=== DATA PROVIDED ===
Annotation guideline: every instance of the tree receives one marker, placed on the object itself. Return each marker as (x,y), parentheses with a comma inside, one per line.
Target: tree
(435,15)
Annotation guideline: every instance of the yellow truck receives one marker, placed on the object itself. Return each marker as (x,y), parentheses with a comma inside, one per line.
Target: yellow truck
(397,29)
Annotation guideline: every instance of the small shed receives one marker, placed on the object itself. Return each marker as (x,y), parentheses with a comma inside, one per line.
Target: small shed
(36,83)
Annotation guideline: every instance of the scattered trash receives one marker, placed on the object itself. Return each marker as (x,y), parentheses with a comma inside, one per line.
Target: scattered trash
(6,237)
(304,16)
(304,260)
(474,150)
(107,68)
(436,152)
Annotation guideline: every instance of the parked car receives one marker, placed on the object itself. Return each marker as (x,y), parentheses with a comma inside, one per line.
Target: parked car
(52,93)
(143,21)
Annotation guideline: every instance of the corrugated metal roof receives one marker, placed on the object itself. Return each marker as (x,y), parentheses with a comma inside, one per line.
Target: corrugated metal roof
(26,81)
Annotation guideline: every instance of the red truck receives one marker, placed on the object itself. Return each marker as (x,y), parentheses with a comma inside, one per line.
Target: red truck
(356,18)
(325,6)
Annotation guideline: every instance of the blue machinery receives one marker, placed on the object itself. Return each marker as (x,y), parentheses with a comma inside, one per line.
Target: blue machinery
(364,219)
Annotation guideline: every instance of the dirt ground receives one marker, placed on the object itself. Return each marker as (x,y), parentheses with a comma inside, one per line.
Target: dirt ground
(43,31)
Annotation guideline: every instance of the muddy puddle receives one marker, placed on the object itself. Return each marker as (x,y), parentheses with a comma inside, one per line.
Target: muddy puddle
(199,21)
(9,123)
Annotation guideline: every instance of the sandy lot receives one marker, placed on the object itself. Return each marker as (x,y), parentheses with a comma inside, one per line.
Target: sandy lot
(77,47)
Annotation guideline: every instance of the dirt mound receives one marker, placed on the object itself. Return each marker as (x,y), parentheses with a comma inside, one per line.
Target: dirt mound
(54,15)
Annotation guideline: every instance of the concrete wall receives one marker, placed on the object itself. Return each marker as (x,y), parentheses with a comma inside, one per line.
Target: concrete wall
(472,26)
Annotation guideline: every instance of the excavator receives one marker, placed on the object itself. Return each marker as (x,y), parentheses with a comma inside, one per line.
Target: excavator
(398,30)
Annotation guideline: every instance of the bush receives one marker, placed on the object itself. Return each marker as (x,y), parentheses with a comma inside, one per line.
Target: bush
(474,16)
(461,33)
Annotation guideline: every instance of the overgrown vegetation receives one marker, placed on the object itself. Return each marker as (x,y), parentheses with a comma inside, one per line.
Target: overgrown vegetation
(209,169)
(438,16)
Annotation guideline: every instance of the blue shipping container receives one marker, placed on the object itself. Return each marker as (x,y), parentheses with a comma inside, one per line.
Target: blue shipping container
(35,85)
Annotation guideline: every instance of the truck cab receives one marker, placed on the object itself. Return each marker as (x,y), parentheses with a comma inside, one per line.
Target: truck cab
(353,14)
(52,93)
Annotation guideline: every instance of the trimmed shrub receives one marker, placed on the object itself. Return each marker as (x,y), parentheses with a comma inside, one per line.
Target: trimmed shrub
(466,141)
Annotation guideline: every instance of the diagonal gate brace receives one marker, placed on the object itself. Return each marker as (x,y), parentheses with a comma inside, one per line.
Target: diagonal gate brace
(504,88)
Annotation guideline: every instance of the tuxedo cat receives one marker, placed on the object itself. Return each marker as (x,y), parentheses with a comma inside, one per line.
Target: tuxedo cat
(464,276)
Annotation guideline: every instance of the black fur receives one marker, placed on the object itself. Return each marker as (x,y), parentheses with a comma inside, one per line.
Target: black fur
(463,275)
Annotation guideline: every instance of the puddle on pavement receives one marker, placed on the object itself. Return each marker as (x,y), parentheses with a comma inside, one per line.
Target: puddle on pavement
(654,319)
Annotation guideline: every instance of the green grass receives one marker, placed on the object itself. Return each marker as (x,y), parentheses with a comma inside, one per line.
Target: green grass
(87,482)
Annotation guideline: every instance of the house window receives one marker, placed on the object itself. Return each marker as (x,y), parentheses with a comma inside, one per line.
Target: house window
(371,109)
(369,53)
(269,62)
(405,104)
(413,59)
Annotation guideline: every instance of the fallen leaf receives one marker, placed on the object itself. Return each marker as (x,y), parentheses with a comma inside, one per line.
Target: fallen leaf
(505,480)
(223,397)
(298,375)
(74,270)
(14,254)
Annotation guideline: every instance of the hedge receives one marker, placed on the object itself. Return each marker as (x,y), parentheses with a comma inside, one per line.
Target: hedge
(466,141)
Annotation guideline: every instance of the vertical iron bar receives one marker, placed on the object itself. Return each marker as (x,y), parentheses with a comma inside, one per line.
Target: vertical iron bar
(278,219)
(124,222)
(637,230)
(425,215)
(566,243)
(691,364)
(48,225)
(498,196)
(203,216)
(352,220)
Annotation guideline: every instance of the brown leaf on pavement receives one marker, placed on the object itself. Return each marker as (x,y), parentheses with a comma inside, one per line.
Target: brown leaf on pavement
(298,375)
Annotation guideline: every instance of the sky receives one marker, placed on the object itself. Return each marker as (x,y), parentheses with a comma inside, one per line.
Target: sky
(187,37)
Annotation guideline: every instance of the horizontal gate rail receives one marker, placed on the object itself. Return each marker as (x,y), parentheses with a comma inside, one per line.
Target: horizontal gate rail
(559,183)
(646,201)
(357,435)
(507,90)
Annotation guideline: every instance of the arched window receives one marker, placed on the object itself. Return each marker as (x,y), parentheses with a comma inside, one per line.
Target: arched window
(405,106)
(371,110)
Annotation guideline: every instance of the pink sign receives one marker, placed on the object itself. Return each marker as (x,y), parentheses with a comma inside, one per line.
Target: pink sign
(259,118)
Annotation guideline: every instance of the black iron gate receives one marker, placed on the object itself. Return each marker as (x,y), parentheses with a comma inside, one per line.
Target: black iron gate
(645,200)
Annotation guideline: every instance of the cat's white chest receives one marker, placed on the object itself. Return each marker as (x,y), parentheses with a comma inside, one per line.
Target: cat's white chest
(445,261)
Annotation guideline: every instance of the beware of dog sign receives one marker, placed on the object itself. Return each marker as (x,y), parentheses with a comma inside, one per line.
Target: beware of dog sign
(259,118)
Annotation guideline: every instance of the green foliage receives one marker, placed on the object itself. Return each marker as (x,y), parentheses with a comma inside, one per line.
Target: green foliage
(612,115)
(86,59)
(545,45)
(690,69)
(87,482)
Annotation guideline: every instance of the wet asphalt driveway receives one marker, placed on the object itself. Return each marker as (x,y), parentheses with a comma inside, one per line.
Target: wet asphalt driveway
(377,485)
===
» **WORK INSTRUCTION**: Exactly reproduce every line found in the records.

» **SOLUTION FOR THIS PROBLEM**:
Annotation guideline: every instance of the tree receives one marker, placed on the object itself. Return each marker as (x,y), parentheses with a comma inside, one per line.
Target: tree
(435,15)
Annotation guideline: every instance of the yellow truck receives one marker, placed on the object itself. Return each marker as (x,y), parentheses with a comma inside, one per line.
Target: yellow truck
(397,29)
Annotation guideline: every instance of the small shed receives one marker, placed on the object itself. Return each marker as (x,y), parentheses with a comma inside, one per line.
Target: small shed
(36,83)
Annotation guideline: every instance of the scattered trash receives one marker, placed on the object itself. Return each marker as (x,y), parentheses with a comma inside, one per line.
Target: scattered trash
(6,237)
(304,16)
(304,260)
(474,150)
(107,68)
(436,152)
Annotation guideline: every instance of the parked car receives one marker, placed on the object itself. Return each marker as (x,y), parentheses with a comma inside, one per line.
Target: parked car
(52,93)
(143,21)
Annotation guideline: every instance of the corrugated metal roof receives one marker, placed on the object itself. Return each marker as (x,y), parentheses with a comma inside, one per line.
Target: corrugated metal roof
(26,81)
Annotation guideline: every instance of the red truck receives one marker, placed on the object itself. Return each marker as (x,y), parentheses with a comma inside, one per line.
Target: red truck
(356,18)
(325,6)
Annotation guideline: every instance of the blue machinery receives one marker, placed on the object itself. Return each marker as (x,y), parentheses with a comma inside, one per line.
Target: blue machinery
(364,219)
Annotation guideline: every instance of the dirt ground receives one marker, placed on the object itself. Return each marker as (x,y), parentheses with a comma inside, one per line.
Target: dirt ground
(43,31)
Annotation guideline: every instance of the muddy puddle receives one marker, placed on the object itself. Return each marker as (x,y), parentheses with a comma inside, one per line.
Target: muddy puddle
(199,21)
(9,123)
Annotation guideline: every instance of the sandy lot receives one marker, placed on the object itself. Return each marker as (x,y), parentheses with a comma inside, one per line.
Target: sandy lot
(77,47)
Annotation guideline: every instance of the dirt mound receives one marker, placed on the object itself. Return each marker as (x,y), parentheses with a comma inside, one per line.
Target: dirt mound
(54,15)
Annotation guideline: every instance of the concrete wall receives one marker, placed on the object itself. Return each marker as (x,y), parentheses with a comma inside, one per line.
Target: concrete wall
(472,26)
Annotation guideline: every instance of the excavator receives one marker, placed on the object itself. Return each marker as (x,y), parentheses with a comma inside, one per line.
Target: excavator
(398,30)
Annotation guideline: every instance of the bush receives one marker, placed on the object itself. Return each marker as (x,y), parentheses with a comma inside, one per line.
Target: bush
(474,16)
(461,33)
Annotation guideline: every instance of the overgrown vegetation receives one marker, placed on the object itself. Return each marker as (x,y), parentheses with a comma inside, one per line.
Target: overgrown vegetation
(209,169)
(438,16)
Annotation guideline: every instance of the blue shipping container receives one marker, placed on the object itself. Return each marker as (x,y), parentheses with a comma inside, one per line.
Target: blue shipping container
(35,85)
Annotation guideline: every instance of the truck cab receives one marker, placed on the object itself. Return each marker as (x,y), parentheses with a comma inside, one per line.
Target: truck cab
(353,14)
(52,93)
Annotation guideline: every instance of the trimmed shrub receives one marker, placed on the object itself. Return each marker as (x,y), parentheses with a comma inside, one per line.
Target: trimmed shrub
(466,141)
Annotation guideline: every instance of the diagonal gate brace receives one marker, placed on the object itself. Return each marker as (x,y), parentheses with a comma inside, one per line.
Target: diagonal gate brace
(504,88)
Annotation guideline: every instance of the tuxedo cat receives one marker, placed on the object itself. Return each marker as (x,y), parentheses with a comma inside, one per line.
Target: tuxedo cat
(464,276)
Annotation guideline: every instance of the black fur receives one marker, placed on the object itself. Return each marker as (x,y), parentheses with a comma inside, one per line.
Target: black fur
(463,275)
Annotation guideline: every instance of the puddle on pavement receives one marker, placed on the object itself. Return each marker as (x,y), parentheses with a comma inside, one per line.
Target: puddle on pavement
(654,319)
Annotation guideline: every instance of the green grass receives one marker, placed on the object itself. Return each marker as (x,y), parentheses with a comma inside, one per line.
Target: green grass
(87,482)
Annotation guideline: every instance of the house window receives one marker, placed on the object itself. Return each marker as (x,y), parentheses with a comma inside, one per line.
Target: house window
(371,109)
(369,53)
(269,62)
(405,104)
(413,59)
Annotation guideline: every instance of the fallen leaf receives one marker, placed on the object itself. Return each marker as (x,y), parentheses with a comma inside, one per line.
Target: fallen leaf
(505,480)
(223,397)
(298,375)
(74,270)
(14,254)
Annotation guideline: every instance of the hedge receives one marker, placed on the object itself. Return each marker as (x,y), parentheses with a comma inside, one per line.
Target: hedge
(466,141)
Annotation guideline: every instance of the vertical iron bar receives one marker, placed on the object itself. Return each marker as (x,y), parentheses with a comma inside, one per line.
Target: vertical iron bar
(278,219)
(124,222)
(637,230)
(425,215)
(566,243)
(691,364)
(48,225)
(498,196)
(203,216)
(352,220)
Annotation guideline: every instance of the brown leaf on pavement receives one marker, placed on the object itself. Return each marker as (x,y), parentheses with a comma inside, one per line.
Target: brown leaf on pavement
(298,375)
Annotation guideline: every instance of the sky receives one marker, placed on the object itself. Return each marker as (x,y), parentheses with a comma inside, one per line.
Target: sky
(187,37)
Annotation guideline: every instance of the horizontal gate rail receives one marker, placed on the object itself. Return each marker as (x,y), parentheses with a comma inside, one per line.
Target: horizontal gate rail
(559,183)
(646,201)
(357,435)
(507,90)
Annotation guideline: every instance of the arched window receives one marker, placed on the object itself. Return each marker as (x,y), parentheses with a comma inside, one per line.
Target: arched window
(405,106)
(371,110)
Annotation guideline: every instance of the pink sign receives one marker, placed on the object itself. Return each marker as (x,y), parentheses with a comma inside, one per line.
Target: pink sign
(259,118)
Annotation guideline: every instance of the black iron gate receives one marker, placed on the object itself. Return each marker as (x,y), parentheses with a comma inside, one per line.
Target: black iron gate
(645,200)
Annotation guideline: every instance of the cat's white chest receives one marker, placed on the object itself. Return each marker as (x,y), parentheses with a comma inside, one per line.
Target: cat's white chest
(445,261)
Annotation guideline: every instance of the beware of dog sign receives one marker, placed on the object itself. Return each marker as (x,y), parentheses with a comma inside, one per line.
Target: beware of dog sign
(259,118)
Annotation guideline: every instance of the green foliage receives one marker, placed on the object itself. Return each marker as (x,y), parentheses with a comma inside, one per line.
Target: green foliage
(612,115)
(86,59)
(545,45)
(690,69)
(87,482)
Annotation guideline: every instance of the wet asphalt driveway receives one marker, placed on the object itself. Return each marker as (x,y), parentheses with a comma inside, one per line.
Target: wet asphalt driveway
(377,485)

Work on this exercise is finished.